#### [Given instruction]
List each line below that contains the string "grass", copying the whole line. Case counts when matching.
___ Listed entries
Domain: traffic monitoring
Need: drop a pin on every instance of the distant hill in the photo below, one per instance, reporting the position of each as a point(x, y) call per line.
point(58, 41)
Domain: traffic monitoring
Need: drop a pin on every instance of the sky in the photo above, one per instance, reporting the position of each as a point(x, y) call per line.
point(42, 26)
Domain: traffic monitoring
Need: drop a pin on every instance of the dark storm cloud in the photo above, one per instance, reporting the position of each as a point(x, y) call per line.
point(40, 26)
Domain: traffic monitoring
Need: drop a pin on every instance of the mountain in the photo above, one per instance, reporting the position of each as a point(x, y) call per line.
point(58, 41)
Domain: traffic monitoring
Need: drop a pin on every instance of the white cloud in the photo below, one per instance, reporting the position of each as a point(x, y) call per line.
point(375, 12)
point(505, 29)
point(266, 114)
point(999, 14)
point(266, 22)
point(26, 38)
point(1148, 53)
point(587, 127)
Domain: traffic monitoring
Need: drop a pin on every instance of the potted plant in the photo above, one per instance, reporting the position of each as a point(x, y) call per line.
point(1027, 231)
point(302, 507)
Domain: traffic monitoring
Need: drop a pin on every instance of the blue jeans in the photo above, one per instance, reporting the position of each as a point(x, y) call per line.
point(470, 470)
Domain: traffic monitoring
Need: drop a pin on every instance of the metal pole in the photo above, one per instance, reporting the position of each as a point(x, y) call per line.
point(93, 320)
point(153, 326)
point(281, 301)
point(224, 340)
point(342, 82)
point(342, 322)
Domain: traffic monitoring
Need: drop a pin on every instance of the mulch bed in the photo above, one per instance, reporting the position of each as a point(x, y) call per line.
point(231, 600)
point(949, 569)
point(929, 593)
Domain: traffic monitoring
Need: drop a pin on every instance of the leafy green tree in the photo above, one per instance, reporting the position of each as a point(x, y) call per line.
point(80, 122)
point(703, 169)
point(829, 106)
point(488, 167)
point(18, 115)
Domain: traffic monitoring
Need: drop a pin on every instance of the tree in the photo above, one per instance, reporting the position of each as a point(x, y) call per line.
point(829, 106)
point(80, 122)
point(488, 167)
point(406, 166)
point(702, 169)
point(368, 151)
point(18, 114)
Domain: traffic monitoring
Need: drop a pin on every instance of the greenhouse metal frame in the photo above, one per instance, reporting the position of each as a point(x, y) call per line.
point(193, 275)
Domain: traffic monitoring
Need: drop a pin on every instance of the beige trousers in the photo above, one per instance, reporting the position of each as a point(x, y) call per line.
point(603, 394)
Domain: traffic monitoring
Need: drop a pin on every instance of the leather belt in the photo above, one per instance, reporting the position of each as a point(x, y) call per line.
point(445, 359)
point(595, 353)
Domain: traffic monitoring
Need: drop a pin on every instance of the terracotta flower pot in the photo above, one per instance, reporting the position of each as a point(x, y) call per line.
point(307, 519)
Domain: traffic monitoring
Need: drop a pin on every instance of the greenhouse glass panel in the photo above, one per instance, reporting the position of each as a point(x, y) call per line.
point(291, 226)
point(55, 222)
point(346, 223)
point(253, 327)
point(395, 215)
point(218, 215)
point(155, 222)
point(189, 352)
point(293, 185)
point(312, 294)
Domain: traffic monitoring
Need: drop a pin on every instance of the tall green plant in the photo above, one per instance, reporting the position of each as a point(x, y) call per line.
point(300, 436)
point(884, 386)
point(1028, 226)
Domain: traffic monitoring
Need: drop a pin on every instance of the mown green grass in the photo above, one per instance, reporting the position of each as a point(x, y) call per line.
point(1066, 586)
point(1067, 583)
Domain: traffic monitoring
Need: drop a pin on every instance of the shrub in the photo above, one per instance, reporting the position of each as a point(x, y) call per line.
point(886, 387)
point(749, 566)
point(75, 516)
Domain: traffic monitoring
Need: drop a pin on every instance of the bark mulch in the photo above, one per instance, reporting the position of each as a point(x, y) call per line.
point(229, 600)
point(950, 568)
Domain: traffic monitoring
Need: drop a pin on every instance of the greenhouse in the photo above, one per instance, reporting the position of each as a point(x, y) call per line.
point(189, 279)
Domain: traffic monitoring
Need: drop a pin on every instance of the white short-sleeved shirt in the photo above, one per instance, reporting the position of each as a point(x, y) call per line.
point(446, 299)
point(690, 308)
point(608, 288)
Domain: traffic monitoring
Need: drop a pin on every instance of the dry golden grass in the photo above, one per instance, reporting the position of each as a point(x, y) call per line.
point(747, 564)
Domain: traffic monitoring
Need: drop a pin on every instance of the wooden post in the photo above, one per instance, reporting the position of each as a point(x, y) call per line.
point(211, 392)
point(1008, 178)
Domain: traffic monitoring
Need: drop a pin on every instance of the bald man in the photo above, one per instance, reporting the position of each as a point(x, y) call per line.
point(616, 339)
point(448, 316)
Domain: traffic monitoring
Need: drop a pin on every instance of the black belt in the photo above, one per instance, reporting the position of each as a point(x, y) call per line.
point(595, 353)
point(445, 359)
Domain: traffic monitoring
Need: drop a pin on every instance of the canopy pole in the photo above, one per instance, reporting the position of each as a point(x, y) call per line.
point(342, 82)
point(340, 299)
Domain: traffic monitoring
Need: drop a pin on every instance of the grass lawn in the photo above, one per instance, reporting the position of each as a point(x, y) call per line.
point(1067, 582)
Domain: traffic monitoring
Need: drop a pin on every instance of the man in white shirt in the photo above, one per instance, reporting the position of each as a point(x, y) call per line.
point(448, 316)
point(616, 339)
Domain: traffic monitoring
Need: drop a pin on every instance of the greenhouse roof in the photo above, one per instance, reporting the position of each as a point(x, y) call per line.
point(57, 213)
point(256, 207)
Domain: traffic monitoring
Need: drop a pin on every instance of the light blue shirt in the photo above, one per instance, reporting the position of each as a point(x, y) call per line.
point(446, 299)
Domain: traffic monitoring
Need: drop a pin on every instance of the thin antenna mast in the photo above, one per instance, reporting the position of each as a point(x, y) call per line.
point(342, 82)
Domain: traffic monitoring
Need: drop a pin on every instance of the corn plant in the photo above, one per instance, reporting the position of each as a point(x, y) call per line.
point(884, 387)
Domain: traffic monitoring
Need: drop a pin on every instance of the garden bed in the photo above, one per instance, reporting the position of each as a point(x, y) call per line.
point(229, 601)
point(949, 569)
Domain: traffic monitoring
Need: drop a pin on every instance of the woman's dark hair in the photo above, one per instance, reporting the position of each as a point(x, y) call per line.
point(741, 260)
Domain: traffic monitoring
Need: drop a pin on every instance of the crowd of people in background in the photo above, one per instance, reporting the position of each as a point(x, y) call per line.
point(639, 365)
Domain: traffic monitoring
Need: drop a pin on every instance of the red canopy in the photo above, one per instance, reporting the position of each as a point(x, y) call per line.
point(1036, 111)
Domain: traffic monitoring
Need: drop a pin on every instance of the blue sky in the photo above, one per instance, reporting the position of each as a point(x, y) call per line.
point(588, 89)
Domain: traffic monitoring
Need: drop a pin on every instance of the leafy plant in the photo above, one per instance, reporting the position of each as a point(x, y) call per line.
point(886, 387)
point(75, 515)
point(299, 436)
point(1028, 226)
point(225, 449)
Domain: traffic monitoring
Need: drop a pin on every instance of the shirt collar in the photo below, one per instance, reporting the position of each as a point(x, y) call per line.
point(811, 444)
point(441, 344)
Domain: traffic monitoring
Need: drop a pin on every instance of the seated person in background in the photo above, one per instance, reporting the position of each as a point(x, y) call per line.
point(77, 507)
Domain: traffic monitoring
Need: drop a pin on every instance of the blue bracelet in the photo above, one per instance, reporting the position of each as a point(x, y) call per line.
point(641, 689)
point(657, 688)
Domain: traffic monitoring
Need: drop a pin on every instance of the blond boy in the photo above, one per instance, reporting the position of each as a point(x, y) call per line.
______
#### [Exercise solution]
Need: drop a pin on every instance of the mown green grass in the photo above, one per instance, reporting the position of each as a point(x, y) call per line.
Need: drop a pin on every instance of the dry golden grass in the photo above, one per instance, reporting the position of each as a point(x, y) call per line.
Need: drop a pin on every instance of the grass lawn in the photo above, one per instance, reporting the position of each as a point(x, y) call per line.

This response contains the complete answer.